● REQUIREMENT: Every entry needs to be written out again exactly.
_ _ _ _
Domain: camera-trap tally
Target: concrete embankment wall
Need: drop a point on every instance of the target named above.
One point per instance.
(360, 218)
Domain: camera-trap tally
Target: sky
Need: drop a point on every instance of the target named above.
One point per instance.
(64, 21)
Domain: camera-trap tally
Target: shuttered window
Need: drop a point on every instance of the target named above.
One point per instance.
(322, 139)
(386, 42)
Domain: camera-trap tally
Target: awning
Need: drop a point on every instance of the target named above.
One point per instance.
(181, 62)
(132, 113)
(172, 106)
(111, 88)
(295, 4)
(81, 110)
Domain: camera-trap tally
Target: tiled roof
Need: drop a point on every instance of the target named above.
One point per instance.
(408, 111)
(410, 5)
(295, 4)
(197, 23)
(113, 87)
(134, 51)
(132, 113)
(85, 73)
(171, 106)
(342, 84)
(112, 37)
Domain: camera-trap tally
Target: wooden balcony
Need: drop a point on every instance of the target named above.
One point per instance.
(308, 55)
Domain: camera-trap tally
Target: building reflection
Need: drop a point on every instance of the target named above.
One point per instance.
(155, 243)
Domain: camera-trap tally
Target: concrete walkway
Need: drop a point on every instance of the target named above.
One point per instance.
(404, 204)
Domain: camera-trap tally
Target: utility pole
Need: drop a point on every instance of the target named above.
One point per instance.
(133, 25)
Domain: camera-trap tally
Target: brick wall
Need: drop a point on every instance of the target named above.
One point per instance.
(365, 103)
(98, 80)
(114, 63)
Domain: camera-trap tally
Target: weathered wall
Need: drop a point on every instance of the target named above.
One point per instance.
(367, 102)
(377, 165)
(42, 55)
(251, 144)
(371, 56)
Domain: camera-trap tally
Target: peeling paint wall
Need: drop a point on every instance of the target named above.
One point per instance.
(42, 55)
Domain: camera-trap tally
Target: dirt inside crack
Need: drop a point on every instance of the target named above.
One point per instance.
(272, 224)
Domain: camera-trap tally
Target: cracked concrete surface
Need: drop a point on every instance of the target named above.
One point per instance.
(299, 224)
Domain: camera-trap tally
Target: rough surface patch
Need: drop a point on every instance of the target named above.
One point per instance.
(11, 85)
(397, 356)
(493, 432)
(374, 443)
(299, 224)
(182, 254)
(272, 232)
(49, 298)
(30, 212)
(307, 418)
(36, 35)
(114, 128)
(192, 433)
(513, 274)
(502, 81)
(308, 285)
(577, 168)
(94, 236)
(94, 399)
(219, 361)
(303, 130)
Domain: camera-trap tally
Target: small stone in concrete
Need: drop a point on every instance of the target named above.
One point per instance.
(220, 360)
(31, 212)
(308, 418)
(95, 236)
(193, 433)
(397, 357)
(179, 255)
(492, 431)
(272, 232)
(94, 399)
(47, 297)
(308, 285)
_ _ _ _
● TASK RESPONSE:
Domain: camera-trap tally
Target: concrete embankment wall
Need: drop a point on every instance of the target named above.
One point per instance.
(360, 218)
Domain: camera-trap tally
Target: sky
Need: drop a point on every instance of the target named above.
One point per instance.
(64, 21)
Domain: camera-trap tally
Target: shuttered window
Need: drop a point on every instance of the target named above.
One point per instance.
(322, 139)
(386, 42)
Domain: camera-trap tally
Target: awning
Need: drop a point on every instance of the target named above.
One point per instance.
(181, 62)
(132, 113)
(172, 106)
(111, 88)
(295, 4)
(81, 110)
Domain: camera-trap tally
Target: tiled roof
Need: drop a point on every instance of the target named above.
One point per instance.
(408, 111)
(410, 5)
(295, 4)
(197, 23)
(113, 87)
(134, 51)
(132, 113)
(85, 73)
(171, 106)
(342, 84)
(112, 37)
Domain: camera-trap tally
Target: wooden balcony
Need: drop a point on every instance of the target named above.
One point per instance.
(308, 55)
Domain: camera-trap tally
Target: building reflection
Need: drop a point on every instance of the target named above.
One point per instance.
(155, 243)
Domain: camera-trap tally
Target: concrete walkway
Need: drop a point on every instance of the target named above.
One point per instance.
(404, 204)
Domain: camera-trap tally
Target: utility pole
Need: drop a point on every instance of the target named above.
One point per instance.
(133, 25)
Domain: camera-trap tally
Target: brick wall
Need: drop a point on every instance of the target named above.
One point per instance.
(365, 103)
(98, 80)
(114, 63)
Domain: camera-trap tally
Target: weathered wall
Need: drop a point on every instance of the target named above.
One point per instance.
(367, 102)
(377, 165)
(42, 55)
(251, 144)
(371, 56)
Domain: camera-trap tally
Target: peeling paint wall
Need: drop a point on every instance of the target named above.
One point per instance.
(42, 55)
Domain: camera-trap tally
Target: dirt inside crack
Need: drop a point on every instance of the target named above.
One point per instance.
(272, 224)
Domain: camera-trap tally
Target: cracked concrete surface
Need: drop a point on every instance of the target named above.
One point per instance.
(299, 224)
Domain: camera-trap tally
Target: rough surface patch
Need: drop a point on every instance of the target named above.
One point per instance.
(11, 85)
(397, 356)
(493, 432)
(374, 443)
(299, 224)
(182, 254)
(272, 232)
(49, 298)
(30, 212)
(307, 418)
(36, 35)
(114, 128)
(192, 433)
(513, 274)
(502, 81)
(308, 285)
(577, 168)
(94, 236)
(94, 399)
(219, 361)
(303, 130)
Domain: camera-trap tally
Target: small stone in concrete
Need: drop a point on every instance of the target named above.
One point per instance.
(220, 360)
(31, 212)
(308, 418)
(95, 236)
(193, 433)
(397, 357)
(179, 255)
(492, 431)
(272, 232)
(94, 399)
(47, 297)
(308, 285)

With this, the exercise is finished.